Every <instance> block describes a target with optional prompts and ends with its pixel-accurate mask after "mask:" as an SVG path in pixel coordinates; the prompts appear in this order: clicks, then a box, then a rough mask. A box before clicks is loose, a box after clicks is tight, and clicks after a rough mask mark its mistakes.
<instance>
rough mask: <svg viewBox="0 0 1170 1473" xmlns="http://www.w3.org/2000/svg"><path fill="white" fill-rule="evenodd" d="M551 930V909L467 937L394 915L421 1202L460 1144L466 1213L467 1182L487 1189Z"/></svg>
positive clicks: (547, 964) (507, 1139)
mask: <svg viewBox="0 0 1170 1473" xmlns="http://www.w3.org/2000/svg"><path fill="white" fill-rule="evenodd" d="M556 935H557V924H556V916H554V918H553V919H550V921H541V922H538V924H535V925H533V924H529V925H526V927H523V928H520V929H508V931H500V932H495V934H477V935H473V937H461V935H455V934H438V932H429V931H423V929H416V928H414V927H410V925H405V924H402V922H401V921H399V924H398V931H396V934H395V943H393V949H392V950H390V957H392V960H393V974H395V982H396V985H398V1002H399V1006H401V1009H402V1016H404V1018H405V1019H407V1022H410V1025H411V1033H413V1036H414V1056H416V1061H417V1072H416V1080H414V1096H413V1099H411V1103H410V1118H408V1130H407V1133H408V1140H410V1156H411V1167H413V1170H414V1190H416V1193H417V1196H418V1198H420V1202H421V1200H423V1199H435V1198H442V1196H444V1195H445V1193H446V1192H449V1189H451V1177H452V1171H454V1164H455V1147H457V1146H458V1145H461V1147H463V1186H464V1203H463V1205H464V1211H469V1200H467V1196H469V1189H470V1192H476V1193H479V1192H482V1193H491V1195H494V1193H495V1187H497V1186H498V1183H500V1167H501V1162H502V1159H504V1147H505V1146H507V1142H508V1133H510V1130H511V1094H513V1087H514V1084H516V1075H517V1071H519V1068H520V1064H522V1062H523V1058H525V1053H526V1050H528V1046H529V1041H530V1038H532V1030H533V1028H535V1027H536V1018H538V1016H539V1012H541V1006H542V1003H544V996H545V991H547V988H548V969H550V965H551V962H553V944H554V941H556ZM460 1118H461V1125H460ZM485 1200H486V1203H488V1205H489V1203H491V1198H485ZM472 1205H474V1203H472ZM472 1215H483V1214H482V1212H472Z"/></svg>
* * *
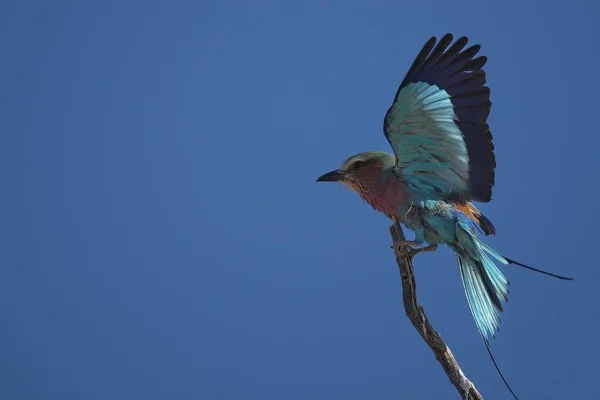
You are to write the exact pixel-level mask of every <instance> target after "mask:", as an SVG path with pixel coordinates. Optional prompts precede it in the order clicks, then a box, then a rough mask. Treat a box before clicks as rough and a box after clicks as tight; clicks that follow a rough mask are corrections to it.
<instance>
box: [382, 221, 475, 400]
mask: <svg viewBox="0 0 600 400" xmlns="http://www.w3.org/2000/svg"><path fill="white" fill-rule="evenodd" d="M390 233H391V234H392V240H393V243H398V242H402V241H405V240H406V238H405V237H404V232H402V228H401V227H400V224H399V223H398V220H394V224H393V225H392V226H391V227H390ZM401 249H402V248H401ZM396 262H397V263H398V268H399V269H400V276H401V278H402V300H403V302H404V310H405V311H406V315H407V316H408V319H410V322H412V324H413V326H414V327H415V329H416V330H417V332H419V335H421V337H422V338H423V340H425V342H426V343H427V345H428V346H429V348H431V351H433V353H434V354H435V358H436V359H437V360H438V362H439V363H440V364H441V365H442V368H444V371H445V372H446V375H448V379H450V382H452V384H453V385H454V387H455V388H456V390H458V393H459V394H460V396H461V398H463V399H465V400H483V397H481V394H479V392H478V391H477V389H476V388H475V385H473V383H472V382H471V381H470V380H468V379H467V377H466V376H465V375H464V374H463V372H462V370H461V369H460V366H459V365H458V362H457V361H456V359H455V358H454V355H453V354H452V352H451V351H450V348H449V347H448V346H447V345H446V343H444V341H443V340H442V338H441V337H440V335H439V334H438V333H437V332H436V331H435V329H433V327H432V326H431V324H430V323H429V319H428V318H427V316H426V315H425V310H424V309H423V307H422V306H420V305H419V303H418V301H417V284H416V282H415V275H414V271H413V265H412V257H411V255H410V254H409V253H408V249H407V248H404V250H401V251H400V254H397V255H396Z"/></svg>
* * *
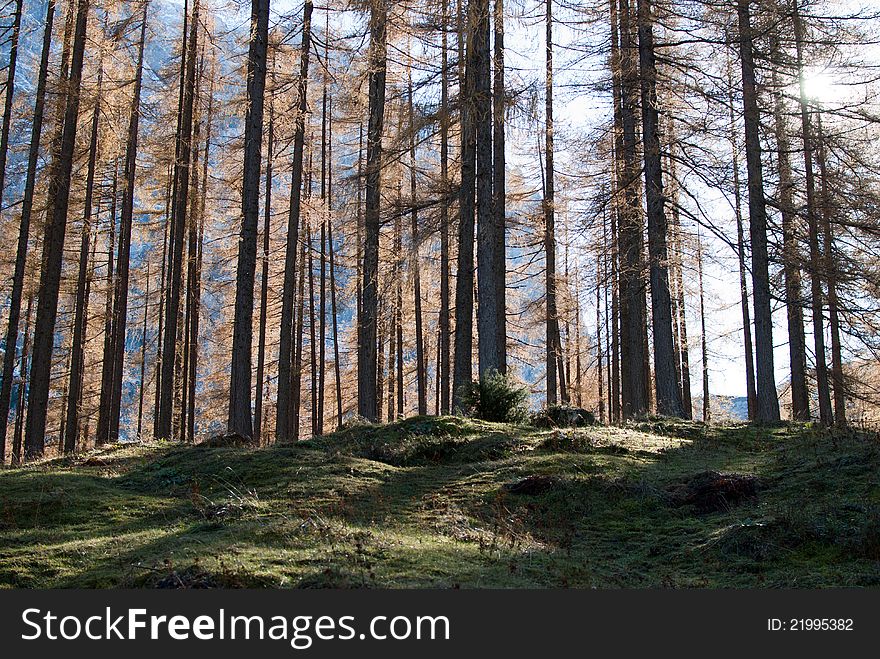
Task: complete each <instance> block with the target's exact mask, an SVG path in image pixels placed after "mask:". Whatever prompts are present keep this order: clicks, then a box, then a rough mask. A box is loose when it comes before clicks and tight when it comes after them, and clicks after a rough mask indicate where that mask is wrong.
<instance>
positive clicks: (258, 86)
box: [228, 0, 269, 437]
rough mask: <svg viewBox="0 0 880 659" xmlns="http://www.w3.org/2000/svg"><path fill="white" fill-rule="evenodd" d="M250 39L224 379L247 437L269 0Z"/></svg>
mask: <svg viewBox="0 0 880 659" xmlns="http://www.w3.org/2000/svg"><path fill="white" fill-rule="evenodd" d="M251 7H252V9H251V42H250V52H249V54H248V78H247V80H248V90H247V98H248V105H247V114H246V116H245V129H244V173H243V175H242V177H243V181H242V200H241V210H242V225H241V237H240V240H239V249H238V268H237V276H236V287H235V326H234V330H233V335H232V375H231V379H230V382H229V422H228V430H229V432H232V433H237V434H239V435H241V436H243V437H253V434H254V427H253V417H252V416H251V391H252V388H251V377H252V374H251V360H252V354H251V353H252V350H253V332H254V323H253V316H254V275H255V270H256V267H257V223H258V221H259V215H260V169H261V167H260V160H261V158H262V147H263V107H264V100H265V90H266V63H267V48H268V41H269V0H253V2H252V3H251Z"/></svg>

(Exercise)
Recast the data from the line containing "Every <instance> block" through the line containing "positive clicks: (547, 964) (507, 1139)", both included, as a numbered list with blank lines left out.

(Completed exercise)
1. Every <instance> block describes a target with optional prompts and ends with its pixel-accurate mask after "mask:" as an SVG path in pixel coordinates; the prompts appear in this order: clicks, then a box, then a rough mask. A box before clicks is loose, a box after clicks is tight, and clicks after a rough mask mark its mistakes.
2. <instance>
3. rough mask: <svg viewBox="0 0 1170 1473" xmlns="http://www.w3.org/2000/svg"><path fill="white" fill-rule="evenodd" d="M551 930V909L467 937L394 915L421 1202L460 1144L466 1213L467 1182L487 1189Z"/></svg>
4. positive clicks: (547, 964) (507, 1139)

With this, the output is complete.